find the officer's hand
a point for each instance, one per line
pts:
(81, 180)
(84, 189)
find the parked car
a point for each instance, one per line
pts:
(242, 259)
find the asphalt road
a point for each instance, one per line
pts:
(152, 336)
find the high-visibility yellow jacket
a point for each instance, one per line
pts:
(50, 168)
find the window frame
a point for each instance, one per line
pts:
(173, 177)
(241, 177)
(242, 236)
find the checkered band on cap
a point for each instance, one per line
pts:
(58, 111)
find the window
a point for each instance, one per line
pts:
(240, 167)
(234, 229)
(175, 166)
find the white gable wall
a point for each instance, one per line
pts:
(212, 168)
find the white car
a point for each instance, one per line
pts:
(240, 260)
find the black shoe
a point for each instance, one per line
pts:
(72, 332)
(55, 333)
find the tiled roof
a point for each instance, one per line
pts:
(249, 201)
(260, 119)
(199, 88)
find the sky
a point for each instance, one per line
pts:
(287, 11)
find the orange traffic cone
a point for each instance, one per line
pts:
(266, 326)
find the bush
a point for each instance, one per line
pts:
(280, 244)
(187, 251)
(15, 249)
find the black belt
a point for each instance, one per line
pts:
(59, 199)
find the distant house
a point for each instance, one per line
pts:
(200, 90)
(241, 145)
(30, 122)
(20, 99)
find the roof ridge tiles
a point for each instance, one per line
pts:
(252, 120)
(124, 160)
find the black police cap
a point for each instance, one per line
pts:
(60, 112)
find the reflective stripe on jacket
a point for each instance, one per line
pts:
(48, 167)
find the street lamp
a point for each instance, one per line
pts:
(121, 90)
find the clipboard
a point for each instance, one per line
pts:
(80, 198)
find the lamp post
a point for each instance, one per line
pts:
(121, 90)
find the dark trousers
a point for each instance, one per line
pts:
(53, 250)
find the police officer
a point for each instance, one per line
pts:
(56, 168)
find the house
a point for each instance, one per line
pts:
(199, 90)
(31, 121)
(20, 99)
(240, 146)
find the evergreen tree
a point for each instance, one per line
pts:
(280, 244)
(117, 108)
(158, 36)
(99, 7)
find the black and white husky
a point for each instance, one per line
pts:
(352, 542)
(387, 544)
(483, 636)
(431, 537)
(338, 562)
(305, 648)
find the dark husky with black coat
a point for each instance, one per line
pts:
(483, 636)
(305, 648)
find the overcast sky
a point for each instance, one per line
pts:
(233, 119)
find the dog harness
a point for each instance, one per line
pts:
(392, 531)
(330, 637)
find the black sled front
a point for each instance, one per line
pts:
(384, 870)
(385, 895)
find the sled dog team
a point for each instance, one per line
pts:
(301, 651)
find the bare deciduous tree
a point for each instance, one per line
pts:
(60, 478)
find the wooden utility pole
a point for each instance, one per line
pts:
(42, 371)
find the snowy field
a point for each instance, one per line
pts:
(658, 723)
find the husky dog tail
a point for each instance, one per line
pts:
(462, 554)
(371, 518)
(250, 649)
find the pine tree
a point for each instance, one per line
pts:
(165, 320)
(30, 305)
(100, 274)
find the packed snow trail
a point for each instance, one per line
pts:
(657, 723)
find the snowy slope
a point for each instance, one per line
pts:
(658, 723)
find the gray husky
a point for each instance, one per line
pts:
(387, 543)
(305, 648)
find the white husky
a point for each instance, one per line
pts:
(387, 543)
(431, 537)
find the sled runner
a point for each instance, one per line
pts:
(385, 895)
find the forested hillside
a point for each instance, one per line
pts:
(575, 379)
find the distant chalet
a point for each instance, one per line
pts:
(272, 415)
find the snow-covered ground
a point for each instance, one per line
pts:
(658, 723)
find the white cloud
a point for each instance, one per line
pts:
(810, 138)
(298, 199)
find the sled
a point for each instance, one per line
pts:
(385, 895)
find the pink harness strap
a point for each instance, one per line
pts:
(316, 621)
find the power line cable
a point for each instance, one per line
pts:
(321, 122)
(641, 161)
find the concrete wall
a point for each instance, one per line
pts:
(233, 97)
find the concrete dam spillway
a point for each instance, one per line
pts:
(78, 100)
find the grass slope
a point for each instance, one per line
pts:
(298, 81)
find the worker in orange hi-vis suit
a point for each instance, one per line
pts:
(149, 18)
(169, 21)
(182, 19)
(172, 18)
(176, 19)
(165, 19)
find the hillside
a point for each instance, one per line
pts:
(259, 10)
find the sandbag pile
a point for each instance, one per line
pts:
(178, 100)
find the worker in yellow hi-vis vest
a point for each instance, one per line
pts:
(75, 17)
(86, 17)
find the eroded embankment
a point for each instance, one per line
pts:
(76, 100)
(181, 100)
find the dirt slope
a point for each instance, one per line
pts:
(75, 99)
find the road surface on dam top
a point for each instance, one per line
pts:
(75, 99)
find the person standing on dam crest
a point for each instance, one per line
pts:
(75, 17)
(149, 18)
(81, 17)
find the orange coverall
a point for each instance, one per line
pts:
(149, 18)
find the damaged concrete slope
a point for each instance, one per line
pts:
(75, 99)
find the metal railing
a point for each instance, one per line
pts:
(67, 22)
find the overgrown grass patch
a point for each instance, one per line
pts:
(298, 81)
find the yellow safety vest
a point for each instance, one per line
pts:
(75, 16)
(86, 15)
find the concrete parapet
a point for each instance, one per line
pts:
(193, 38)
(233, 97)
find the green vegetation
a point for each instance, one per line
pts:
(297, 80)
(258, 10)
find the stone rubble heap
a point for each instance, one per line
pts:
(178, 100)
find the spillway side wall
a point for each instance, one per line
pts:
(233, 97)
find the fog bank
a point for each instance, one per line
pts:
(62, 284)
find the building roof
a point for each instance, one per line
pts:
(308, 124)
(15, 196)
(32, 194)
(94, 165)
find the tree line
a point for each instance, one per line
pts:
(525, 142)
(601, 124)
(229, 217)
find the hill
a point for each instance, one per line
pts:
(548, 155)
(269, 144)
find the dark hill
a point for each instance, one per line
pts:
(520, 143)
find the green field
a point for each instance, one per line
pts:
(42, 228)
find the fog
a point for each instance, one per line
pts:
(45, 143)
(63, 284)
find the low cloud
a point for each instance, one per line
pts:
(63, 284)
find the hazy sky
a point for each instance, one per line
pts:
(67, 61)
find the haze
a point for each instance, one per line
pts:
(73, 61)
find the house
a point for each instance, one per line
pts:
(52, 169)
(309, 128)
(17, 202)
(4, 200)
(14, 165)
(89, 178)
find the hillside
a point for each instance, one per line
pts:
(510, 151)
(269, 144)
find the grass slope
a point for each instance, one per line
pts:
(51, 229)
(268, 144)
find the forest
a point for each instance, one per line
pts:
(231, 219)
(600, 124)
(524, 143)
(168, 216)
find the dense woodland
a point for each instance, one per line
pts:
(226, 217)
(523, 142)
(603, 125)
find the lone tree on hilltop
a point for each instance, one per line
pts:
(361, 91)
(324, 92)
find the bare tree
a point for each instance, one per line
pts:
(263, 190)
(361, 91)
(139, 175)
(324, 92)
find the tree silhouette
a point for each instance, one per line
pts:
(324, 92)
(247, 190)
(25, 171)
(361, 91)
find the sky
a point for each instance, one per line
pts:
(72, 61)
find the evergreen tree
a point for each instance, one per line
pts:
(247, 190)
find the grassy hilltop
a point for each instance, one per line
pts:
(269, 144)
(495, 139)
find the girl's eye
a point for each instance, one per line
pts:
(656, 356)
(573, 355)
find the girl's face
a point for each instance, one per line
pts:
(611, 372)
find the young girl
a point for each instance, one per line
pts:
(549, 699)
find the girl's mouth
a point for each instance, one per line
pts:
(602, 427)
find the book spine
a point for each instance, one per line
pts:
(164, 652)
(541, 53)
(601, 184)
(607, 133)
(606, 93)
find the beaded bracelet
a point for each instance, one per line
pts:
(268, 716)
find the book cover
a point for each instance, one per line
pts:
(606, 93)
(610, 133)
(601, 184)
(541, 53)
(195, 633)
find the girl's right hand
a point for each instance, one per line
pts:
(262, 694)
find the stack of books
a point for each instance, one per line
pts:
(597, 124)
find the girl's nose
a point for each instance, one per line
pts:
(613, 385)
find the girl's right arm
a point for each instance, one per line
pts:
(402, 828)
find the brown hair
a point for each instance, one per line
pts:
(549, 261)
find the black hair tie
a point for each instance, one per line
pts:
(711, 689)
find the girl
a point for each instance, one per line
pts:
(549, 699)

=-=-=-=-=

**AIM OF THE TASK:**
Set down, exactly and in full, the lines from the one containing "find the book cover" through the end of the entries; no other line belongs.

**FINISHED EXERCISE:**
find the book cover
a point for each instance, one per line
pts:
(606, 93)
(610, 133)
(601, 184)
(541, 53)
(195, 633)
find the girl's right hand
a point for each instance, one per line
pts:
(262, 694)
find the stack of books
a point for each instance, one per line
pts:
(597, 124)
find the girl's nose
a point for each instance, one per line
pts:
(613, 385)
find the girl's right arm
a point for each instance, one per line
pts:
(402, 828)
find the brown hair
a point for each instance, one per line
pts:
(549, 261)
find the black hair tie
a point for each instance, one per line
pts:
(711, 689)
find the girl
a point for each instance, one per line
pts:
(549, 699)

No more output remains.